=== COMPITI ===
- 1) Riassumi il brano in due frasi.
- 2) Secondo il brano, da quando l'orca Kasatka soffriva di polmonite?

=== BRANO DI PARTENZA ===
──────────────────────────────

Non sapevo se pubblicare questo articolo il 20 agosto, nel 23o anniversario della morte di Tyke, o il 13 settembre, nel 101o della morte di Big Mary. Ho infine optato, simbolicamente, per una data neutra. Kasatka, un’orca femmina di cinque metri e mezzo e pesante oltre due tonnellate, è stata addormentata tre giorni fa perché soffriva di un’incurabile polmonite dal 2008. Non c’era momento migliore per raccontare le storie di Tyke e Big Mary, dopo quest’ennesima vittima non umana, morta in una prigione fruttasoldi. Servirebbero tonnellate di articoli di questo genere per raccontare le storie di tutti questi animali, e auspico che altri, come me, facciano divulgazione su questi temi. Mi auguro che questo articolo possa essere un modo per ricordare tutte le vittime degli zoo, dei circhi, dei delfinari e degli acquari, di qualunque specie, e quindi anche le vittime umane, di qualunque epoca.

Per Lolita, per Tilikum, per Tyke, per Topsy, per Big Mary, per Harambe, per Kasatka, per tutte le altre creature vittime e prigioniere del dio danaro, anche quelle umane che sono state in passato fenomeni da baraccone e rinchiuse negli zoo umani, non abbandoneremo mai questa lotta.

──────────────────────────────

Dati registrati
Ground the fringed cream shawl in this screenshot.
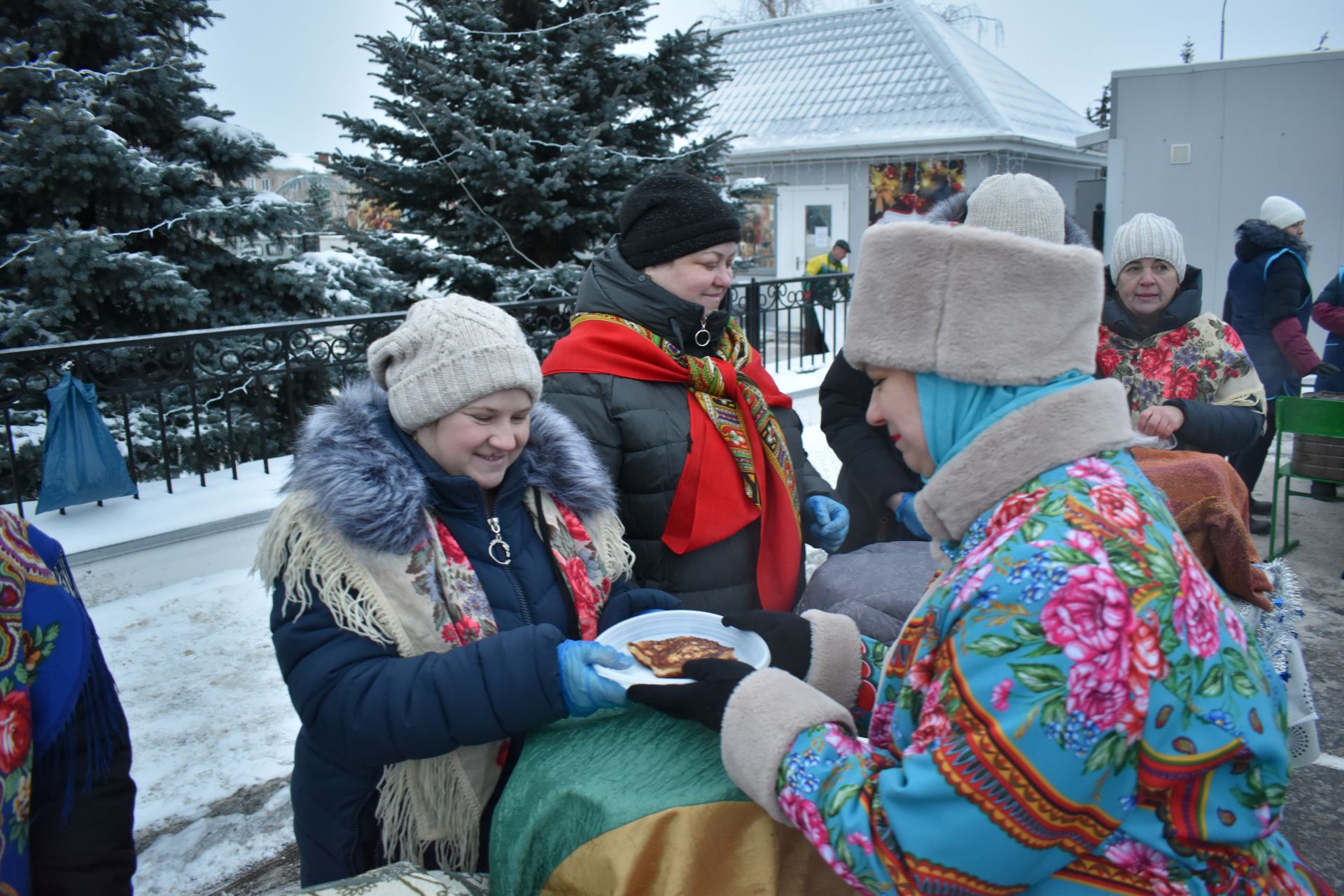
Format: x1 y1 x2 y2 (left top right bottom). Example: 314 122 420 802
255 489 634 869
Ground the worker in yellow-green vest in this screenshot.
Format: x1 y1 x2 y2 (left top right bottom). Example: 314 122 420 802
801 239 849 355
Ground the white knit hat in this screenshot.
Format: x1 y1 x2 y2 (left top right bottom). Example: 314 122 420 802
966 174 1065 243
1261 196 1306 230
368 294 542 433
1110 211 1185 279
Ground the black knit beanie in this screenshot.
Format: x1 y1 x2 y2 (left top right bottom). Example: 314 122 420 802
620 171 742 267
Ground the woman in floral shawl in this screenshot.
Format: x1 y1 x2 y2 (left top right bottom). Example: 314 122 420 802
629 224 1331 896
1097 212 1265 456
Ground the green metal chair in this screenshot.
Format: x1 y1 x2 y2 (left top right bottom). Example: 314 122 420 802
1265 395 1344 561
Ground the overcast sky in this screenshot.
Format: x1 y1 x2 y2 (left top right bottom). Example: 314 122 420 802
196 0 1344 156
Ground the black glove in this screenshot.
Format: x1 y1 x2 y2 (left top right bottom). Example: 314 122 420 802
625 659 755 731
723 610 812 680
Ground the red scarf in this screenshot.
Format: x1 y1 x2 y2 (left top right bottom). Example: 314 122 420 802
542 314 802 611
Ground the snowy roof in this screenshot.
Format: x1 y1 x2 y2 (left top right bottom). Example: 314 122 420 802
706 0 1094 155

──────────────────────────────

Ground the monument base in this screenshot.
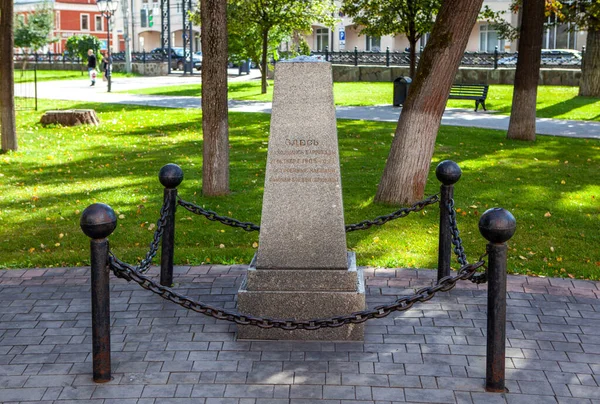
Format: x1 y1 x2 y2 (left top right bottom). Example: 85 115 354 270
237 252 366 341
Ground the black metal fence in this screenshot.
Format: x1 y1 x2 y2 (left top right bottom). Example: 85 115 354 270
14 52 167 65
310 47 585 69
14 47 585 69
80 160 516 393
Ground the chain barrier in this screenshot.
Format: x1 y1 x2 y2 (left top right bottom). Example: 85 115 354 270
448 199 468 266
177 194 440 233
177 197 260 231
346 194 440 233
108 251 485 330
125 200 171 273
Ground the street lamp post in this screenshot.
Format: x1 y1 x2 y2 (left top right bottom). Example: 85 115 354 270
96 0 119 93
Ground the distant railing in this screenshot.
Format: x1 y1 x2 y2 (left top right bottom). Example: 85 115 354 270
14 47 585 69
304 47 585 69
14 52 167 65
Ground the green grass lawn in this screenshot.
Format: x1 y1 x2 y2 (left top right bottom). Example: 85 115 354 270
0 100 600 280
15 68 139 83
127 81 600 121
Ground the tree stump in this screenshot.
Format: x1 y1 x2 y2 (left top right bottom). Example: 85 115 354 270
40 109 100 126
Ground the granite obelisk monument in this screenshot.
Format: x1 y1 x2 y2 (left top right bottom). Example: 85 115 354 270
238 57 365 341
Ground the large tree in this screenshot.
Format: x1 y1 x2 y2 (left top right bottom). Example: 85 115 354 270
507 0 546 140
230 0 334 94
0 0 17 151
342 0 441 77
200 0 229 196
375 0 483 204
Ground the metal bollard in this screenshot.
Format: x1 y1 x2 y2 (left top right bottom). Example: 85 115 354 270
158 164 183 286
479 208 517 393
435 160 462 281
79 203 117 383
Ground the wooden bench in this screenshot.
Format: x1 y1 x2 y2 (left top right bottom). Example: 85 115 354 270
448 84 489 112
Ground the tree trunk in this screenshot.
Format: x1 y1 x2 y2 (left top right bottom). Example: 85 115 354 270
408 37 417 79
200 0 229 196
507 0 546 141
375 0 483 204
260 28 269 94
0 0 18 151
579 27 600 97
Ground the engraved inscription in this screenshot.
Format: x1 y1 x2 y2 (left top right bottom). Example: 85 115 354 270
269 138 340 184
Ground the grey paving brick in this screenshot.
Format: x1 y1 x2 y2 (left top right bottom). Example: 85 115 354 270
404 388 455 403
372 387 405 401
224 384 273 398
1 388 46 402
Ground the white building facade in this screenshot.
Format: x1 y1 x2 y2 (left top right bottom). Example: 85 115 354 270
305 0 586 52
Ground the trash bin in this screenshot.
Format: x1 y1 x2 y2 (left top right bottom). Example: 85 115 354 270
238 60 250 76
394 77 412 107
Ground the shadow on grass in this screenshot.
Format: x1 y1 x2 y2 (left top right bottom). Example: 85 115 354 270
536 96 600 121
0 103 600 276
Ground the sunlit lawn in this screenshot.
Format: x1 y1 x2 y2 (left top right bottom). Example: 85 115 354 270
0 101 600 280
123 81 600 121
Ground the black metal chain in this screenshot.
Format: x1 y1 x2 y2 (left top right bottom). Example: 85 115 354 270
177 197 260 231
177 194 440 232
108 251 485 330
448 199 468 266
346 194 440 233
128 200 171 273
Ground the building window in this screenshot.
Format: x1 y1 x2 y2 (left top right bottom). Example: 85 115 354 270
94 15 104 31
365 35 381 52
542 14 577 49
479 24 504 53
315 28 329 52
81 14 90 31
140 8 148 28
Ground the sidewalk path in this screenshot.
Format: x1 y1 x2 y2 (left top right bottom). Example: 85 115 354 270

──────────────────────────────

=== SOLUZIONI ===
- 1) Il brano prende spunto dalla morte dell'orca Kasatka, addormentata tre giorni prima perché soffriva dal 2008 di una polmonite incurabile, per raccontare le storie di Tyke e Big Mary. Dedica poi l'articolo a tutte le vittime di zoo, circhi, delfinari e acquari, comprese quelle umane, e dichiara che questa lotta non sarà mai abbandonata.

- 2) Dal 2008.